[Entries from a point-annotation set]

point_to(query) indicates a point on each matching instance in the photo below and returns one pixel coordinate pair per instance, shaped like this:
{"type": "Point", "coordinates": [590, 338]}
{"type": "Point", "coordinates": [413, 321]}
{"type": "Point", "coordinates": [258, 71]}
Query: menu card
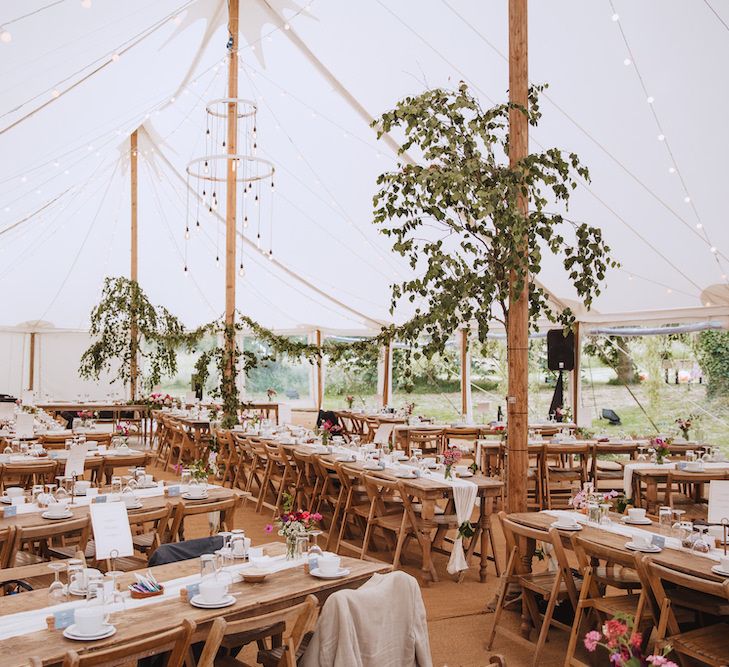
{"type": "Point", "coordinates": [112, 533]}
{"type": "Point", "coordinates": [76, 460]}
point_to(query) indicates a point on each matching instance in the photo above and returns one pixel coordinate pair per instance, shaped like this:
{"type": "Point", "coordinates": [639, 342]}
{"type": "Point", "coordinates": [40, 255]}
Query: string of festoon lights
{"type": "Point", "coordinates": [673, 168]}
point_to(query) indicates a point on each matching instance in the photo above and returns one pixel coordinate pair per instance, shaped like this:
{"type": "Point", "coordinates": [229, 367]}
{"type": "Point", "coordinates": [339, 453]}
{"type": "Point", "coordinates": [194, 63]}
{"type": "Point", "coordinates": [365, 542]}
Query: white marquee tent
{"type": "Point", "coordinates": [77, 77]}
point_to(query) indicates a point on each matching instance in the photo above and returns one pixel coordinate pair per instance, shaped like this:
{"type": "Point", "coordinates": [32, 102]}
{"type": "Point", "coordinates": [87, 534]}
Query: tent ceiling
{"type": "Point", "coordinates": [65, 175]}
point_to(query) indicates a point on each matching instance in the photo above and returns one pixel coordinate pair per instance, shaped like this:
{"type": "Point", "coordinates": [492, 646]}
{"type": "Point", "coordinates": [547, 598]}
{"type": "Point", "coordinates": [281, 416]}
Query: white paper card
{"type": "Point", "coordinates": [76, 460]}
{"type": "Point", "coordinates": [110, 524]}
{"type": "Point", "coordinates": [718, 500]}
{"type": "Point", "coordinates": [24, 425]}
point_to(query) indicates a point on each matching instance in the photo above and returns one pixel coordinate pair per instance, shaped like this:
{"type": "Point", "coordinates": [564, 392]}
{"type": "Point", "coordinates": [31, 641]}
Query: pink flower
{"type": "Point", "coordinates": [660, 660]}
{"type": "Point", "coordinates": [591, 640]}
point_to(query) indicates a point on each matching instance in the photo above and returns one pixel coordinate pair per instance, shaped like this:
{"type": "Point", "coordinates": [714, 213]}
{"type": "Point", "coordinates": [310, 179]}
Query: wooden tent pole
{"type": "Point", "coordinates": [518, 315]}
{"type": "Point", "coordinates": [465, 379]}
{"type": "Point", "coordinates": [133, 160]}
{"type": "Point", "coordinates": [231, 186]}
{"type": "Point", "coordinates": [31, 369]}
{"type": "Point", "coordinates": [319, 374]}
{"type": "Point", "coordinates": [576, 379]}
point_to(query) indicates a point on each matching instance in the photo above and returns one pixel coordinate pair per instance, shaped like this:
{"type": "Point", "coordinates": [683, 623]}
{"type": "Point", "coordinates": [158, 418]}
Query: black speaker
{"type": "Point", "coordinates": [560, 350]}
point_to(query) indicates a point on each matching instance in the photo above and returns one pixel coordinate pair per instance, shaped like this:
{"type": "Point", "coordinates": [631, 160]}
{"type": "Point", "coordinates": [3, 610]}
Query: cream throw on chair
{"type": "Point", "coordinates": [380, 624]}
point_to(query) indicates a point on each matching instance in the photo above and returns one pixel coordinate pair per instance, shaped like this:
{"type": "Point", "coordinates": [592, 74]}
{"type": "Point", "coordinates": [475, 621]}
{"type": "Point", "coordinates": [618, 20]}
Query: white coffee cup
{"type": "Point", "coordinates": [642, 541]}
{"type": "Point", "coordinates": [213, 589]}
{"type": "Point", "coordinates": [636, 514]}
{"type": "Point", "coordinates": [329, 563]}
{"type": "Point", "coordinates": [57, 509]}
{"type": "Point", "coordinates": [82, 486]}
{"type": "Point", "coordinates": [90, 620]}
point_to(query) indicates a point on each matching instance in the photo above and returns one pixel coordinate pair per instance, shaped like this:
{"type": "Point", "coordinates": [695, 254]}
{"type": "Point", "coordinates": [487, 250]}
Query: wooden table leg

*Stated task*: Gather every line of the data above that contains the word "card", and list those lines in order.

*Solution*:
Query: menu card
Query: white paper card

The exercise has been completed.